Work to complete:
1. Rewrite the stretch of the COVID-19 testing report from "This is prompting" through "Pharmacy James Cong.", swapping "booked" for "reserved".
2. Extend the COVID-19 testing report past its last sentence.

Extract to read:
--------------------------------

AUSTIN (KXAN) — Demand for COVID-19 tests has more than doubled, as thousands of Central Texans prepare for the holiday.
This is prompting local pharmacies and clinics to expand testing capacity, like staff at Tarrytown Pharmacy. The pharmacy’s medical staff has been booked solid for about a week. Nurses have tested up to 400 people a day, which is more than they saw during the peak summer months.
“There are still a lot of calls coming through, because we are still booked up for Friday, but we are working hard to expand our capacity,” said Pharmacist and Director of Business Development at Tarrytown Pharmacy James Cong.
Tarrytown patients get results the same day, usually within an hour.
Cong expects to see the demand continue after the holiday, when travelers get back home or if people fear potential exposure during a Thanksgiving gathering.
Austin Rapid Test has also seen a surge in testing requests. The company sends nurses to people’s front porches to administer a test at their homes.

--------------------------------

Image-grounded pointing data
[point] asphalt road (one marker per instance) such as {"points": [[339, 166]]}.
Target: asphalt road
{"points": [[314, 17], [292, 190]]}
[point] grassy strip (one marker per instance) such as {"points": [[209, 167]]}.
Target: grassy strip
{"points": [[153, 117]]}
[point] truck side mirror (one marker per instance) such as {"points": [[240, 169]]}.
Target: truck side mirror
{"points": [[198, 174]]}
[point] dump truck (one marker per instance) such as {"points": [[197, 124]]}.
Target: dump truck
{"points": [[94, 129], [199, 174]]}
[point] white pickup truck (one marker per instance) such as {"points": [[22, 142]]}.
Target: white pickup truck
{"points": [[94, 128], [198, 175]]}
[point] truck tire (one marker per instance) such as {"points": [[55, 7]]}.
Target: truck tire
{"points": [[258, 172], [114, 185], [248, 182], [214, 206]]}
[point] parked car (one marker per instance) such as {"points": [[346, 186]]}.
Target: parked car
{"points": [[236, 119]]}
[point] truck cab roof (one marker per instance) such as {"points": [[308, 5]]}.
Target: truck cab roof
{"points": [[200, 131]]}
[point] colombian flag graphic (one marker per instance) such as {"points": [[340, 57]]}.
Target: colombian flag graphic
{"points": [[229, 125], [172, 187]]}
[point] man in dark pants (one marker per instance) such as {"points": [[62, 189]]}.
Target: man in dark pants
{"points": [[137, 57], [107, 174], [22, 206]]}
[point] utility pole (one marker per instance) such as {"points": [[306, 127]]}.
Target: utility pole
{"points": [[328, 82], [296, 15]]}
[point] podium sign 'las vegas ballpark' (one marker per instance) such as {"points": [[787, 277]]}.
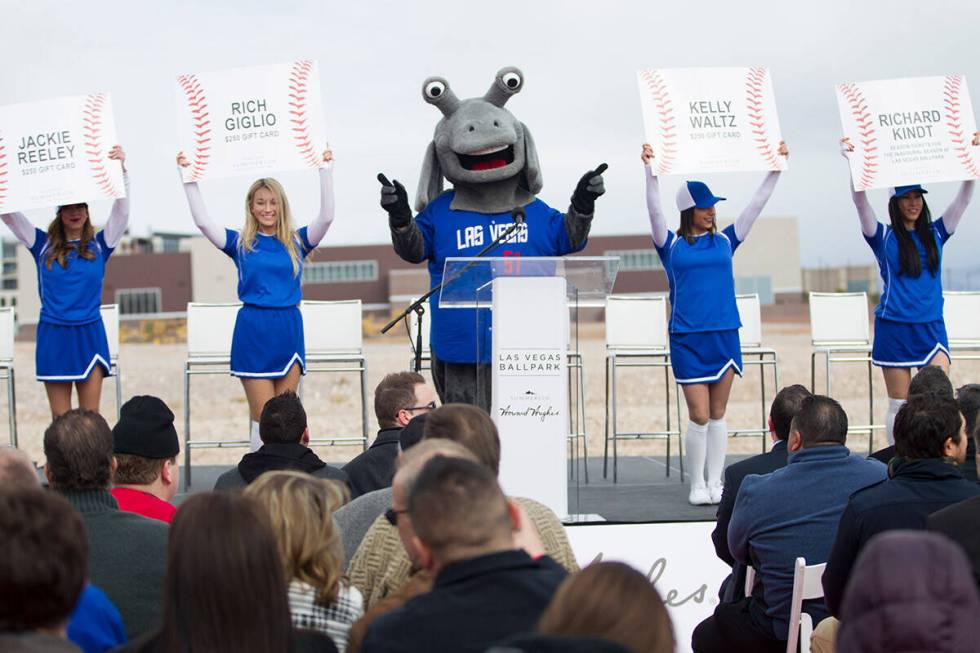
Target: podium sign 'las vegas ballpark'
{"points": [[702, 120], [57, 152], [909, 131], [250, 121]]}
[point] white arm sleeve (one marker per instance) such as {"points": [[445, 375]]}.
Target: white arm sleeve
{"points": [[747, 218], [22, 228], [953, 212], [115, 226], [658, 223], [211, 231], [318, 228]]}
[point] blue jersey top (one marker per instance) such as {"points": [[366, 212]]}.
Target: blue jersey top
{"points": [[904, 298], [702, 284], [447, 232], [70, 295], [265, 274]]}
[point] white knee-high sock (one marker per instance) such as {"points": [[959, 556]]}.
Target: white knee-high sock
{"points": [[717, 448], [695, 445], [893, 406], [254, 441]]}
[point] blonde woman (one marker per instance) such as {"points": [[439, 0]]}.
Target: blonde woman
{"points": [[267, 350], [301, 507]]}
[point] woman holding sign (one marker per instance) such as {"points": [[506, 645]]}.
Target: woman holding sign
{"points": [[705, 353], [71, 344], [909, 327], [267, 349]]}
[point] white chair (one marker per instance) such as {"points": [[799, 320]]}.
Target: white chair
{"points": [[753, 353], [636, 336], [961, 312], [8, 329], [209, 331], [110, 320], [840, 331], [334, 344], [807, 585]]}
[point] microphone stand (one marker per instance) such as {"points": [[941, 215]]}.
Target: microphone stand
{"points": [[418, 306]]}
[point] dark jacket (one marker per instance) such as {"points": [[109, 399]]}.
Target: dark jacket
{"points": [[961, 523], [473, 605], [374, 469], [916, 489], [277, 456], [127, 557], [910, 592]]}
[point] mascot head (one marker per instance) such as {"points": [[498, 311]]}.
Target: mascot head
{"points": [[477, 141]]}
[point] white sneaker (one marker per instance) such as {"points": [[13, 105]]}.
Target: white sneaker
{"points": [[699, 496], [714, 489]]}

--------------------------------

Task-by-task answers:
1.
This is prompting local pharmacies and clinics to expand testing capacity, like staff at Tarrytown Pharmacy. The pharmacy’s medical staff has been reserved solid for about a week. Nurses have tested up to 400 people a day, which is more than they saw during the peak summer months.
“There are still a lot of calls coming through, because we are still reserved up for Friday, but we are working hard to expand our capacity,” said Pharmacist and Director of Business Development at Tarrytown Pharmacy James Cong.

2.
“We have a lot of folks who, they develop symptoms, and they’re like, ‘I’ve got to get tested now, but I don’t want to go sit in a waiting room full of people with symptoms just in case this isn’t COVID,’” said Jarod Carter, owner of Austin Rapid Test.
Austin Public Health staff members are conducting well over a thousand tests a day, but the agency isn’t experiencing lab backlogs at this time.
“We have more lab partners that can perform the tests and various labs have increased their capacity. So we’re fortunate that right now, we are not bumping up against the limits of that capacity,” said Dr. Jason R. Pickett, Austin-Travis County Alternate Health Authority.
As cases continue to rise, experts say testing is smart. They add you should avoid holiday gatherings and staying home is the safest option.
Although there is a charge for most tests, testing through Austin Public Health is free.
The company, Curative, is also offering a free, DIY oral swab COVID-19 test through December at the Palmer Events Center. Those tests go through an 11-hour processing time at a lab.